• PROMPT 1:
From the OCFS2 cluster thread, reproduce the passage starting with "On Sep 19, 2006, at" and going on through "day (not good)".
• PROMPT 2:
In the OCFS2 cluster thread, what does Adam suggest doing with the network card bonding?

• SELECTION:
_ _ _ _ _

[Ocfs2-users] problem with 2 host cluster

Tue Sep 19 07:38:19 PDT 2006

We had a lot of issues in that same configuration - 4 e1000 nic's  
bonded against 2 1g switches.  I don't know if that's coincidental at  
all and we have since downed the whole thing until we can make it  
work in a more stable fashion.  I would suggest, just based on that  
pattern alone, that you break up the nic bonding and just let it sit  
on one interface.  See what happens.  It would be interesting if  
there was any connection on the network layer between the bonding and  
some kind of latency that it's generating - causing the OCFS cluster  
to oops and panic.

Adam

On Sep 19, 2006, at 9:46 AM, Andrew Brunton wrote:

> We've had the system go down under various load conditions. (one  
> machine has
> gone down before now during the day (not good)
>
> In each box we have 4 e1000 network cards bonded into 2 bonded  
> connections
> bond0 (public) and bond1 (private), we have 2 1g switches with a  
> connection
> from each of the bonds going into each switch.
>
> http://www.puschitz.com/ 
> TuningLinuxForOracle.shtml#ChangingNetworkKernelSett
> ings mentions about flowcontrol for the e1000, (options e1000  
> FlowControl=1)
> could this be something to do with the problem ?

_ _ _ _ _

• GIVEN RECORDS:
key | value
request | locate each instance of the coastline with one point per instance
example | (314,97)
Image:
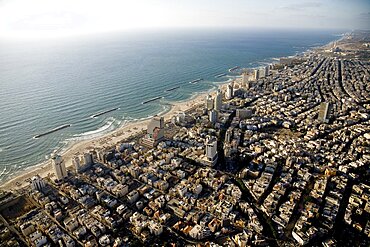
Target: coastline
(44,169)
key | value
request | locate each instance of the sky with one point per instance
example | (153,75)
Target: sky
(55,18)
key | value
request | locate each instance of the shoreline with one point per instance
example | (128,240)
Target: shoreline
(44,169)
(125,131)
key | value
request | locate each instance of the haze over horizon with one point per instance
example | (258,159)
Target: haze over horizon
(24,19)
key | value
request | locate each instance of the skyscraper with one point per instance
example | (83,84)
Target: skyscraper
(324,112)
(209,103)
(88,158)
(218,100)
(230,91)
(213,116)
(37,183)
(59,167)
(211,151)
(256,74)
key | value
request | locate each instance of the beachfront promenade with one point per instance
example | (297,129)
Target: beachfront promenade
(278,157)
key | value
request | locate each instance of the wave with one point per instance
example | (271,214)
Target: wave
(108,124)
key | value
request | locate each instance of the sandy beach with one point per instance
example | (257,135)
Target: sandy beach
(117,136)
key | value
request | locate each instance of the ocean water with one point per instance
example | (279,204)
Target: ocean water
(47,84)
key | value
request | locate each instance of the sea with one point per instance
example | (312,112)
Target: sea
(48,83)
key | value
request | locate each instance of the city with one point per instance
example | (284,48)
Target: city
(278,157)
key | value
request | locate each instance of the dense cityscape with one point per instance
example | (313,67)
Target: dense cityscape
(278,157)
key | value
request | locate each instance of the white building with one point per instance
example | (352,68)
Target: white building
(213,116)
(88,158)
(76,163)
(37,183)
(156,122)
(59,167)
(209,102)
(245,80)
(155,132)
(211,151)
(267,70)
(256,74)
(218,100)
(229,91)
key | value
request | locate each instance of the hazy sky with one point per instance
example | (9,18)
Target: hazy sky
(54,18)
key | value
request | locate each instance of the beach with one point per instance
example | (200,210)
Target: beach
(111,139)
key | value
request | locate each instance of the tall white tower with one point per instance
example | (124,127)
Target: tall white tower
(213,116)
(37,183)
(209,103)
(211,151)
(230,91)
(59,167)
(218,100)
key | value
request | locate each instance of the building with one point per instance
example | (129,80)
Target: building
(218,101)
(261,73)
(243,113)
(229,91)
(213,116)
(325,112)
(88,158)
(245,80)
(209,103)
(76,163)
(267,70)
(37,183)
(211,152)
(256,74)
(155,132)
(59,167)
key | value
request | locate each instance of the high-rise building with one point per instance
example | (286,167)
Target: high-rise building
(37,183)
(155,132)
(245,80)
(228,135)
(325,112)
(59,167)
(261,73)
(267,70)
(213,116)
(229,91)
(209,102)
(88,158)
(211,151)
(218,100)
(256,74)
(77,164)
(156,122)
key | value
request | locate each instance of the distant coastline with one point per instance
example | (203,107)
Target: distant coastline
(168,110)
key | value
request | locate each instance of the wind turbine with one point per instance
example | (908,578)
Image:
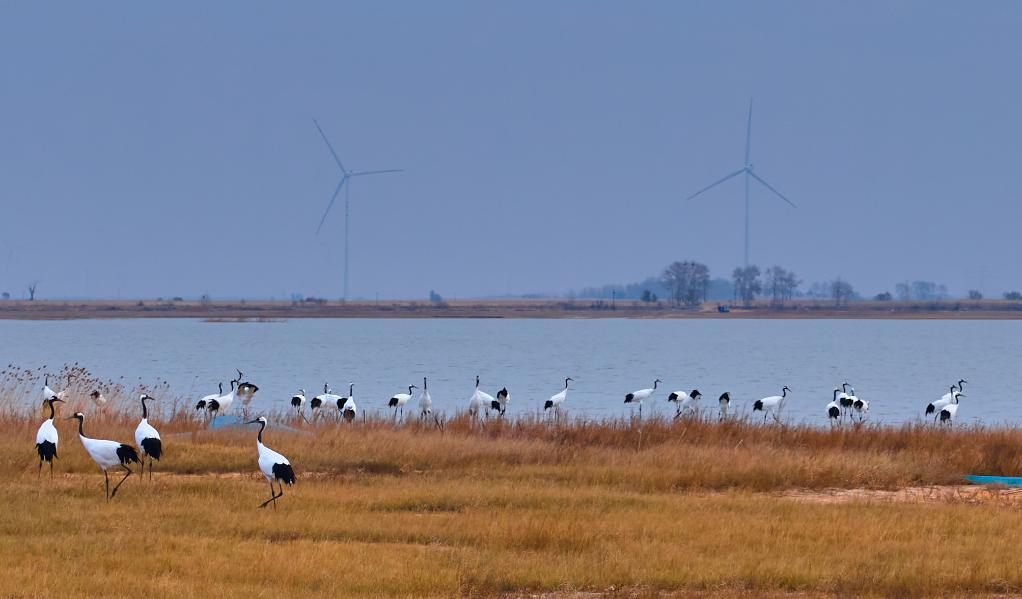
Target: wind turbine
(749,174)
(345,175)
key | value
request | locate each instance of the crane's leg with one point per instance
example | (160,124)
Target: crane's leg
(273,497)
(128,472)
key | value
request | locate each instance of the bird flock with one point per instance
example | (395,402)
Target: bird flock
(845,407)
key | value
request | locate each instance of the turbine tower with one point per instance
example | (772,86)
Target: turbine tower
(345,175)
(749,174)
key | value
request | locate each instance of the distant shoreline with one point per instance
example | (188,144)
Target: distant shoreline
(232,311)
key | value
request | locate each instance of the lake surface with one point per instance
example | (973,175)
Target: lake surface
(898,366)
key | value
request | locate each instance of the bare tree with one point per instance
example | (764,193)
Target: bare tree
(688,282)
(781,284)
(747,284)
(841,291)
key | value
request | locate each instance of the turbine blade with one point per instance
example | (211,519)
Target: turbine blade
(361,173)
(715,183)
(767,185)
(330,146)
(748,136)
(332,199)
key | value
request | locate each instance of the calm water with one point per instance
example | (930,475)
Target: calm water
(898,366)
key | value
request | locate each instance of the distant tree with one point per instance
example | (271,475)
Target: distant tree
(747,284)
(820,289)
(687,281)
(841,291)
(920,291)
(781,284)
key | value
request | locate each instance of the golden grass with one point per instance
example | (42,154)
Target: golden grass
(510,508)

_ _ _ _ _

• EXERCISE RESULT 1:
On Sep 19, 2006, at 9:46 AM, Andrew Brunton wrote:

> We've had the system go down under various load conditions. (one  
> machine has
> gone down before now during the day (not good)

• EXERCISE RESULT 2:
Break up the NIC bonding and let it sit on one interface.